[Objective]: Rescale the stretch of the records below from the start through the line containing "point(198, 327)", both ends included, and write out only those lines, requests included. Multiply each x and y coordinate in the answers by 0.4 and round to whole numbers, with halves rounding up.

[Source records]:

= = = = = = =

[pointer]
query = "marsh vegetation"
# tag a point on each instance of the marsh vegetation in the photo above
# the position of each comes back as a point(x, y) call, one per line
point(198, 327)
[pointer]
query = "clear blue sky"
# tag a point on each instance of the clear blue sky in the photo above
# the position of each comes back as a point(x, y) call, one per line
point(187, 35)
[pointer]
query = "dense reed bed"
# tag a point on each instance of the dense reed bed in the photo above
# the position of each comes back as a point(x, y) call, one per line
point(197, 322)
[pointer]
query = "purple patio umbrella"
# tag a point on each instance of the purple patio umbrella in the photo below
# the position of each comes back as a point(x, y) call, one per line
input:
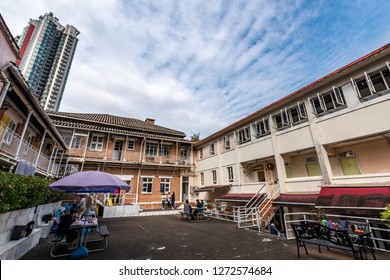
point(89, 181)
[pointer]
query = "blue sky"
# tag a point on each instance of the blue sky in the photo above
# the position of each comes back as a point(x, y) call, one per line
point(198, 66)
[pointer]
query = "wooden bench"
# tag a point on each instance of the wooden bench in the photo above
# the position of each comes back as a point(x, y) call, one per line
point(317, 234)
point(103, 240)
point(104, 231)
point(58, 238)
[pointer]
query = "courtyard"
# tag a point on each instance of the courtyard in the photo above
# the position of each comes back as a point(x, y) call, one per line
point(167, 237)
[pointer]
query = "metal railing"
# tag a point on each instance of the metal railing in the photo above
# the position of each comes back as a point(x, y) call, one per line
point(379, 228)
point(246, 216)
point(11, 142)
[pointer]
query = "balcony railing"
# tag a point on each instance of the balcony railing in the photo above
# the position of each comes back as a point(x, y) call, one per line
point(9, 143)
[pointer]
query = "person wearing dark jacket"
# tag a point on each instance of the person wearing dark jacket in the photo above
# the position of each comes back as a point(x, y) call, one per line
point(64, 228)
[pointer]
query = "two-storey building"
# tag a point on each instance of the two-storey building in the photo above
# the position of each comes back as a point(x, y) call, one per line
point(325, 145)
point(153, 159)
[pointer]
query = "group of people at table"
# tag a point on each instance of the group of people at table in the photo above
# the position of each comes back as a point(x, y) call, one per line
point(72, 214)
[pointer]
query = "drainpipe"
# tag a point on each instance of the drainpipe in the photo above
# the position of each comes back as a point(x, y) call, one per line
point(5, 88)
point(40, 148)
point(108, 140)
point(23, 134)
point(58, 169)
point(85, 152)
point(139, 171)
point(51, 157)
point(54, 160)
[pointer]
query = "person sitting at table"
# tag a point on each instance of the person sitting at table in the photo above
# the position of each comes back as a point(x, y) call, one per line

= = = = = = =

[Response to the exercise]:
[pointer]
query = "marsh vegetation"
# tag a point on each instance of the marsh vegetation in the photo above
# the position of each comes back as a point(x, y) call, one per line
point(79, 131)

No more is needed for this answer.